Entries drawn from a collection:
▼

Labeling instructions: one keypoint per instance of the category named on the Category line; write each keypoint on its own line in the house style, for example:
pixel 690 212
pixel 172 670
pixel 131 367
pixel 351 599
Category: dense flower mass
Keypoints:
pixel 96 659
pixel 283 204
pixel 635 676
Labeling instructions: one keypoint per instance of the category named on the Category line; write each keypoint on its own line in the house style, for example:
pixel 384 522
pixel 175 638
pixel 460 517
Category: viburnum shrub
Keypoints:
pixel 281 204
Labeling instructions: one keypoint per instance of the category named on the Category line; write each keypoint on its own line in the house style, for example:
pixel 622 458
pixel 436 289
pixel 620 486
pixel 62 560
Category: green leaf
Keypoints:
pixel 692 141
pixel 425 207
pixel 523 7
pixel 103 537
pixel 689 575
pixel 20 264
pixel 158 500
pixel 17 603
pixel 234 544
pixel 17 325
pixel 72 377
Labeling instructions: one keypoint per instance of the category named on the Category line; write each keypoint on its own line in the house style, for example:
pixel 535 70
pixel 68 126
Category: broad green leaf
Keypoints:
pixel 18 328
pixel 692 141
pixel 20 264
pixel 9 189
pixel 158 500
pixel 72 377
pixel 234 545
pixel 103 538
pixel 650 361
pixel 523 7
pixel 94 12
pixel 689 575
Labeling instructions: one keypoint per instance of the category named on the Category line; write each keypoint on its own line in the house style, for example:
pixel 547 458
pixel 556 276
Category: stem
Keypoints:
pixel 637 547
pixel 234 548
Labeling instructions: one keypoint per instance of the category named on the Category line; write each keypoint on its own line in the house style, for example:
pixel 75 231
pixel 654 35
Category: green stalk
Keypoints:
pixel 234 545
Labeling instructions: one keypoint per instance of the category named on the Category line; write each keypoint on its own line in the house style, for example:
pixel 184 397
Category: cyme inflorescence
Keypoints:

▲

▸ Brief: Convert the stretch from the start of the records through the line containing "pixel 635 676", including that line, into a JSON list of strings with one string per line and blank lines omitted.

▸ Response for this exercise:
[
  "Labeling instructions: one keypoint per instance of the category named on the Category line; write each keypoint on its own line in the house style, for example:",
  "pixel 690 212",
  "pixel 172 670",
  "pixel 131 367",
  "pixel 351 599",
  "Category: dense flower mass",
  "Keypoints:",
  "pixel 96 659",
  "pixel 283 204",
  "pixel 635 676"
]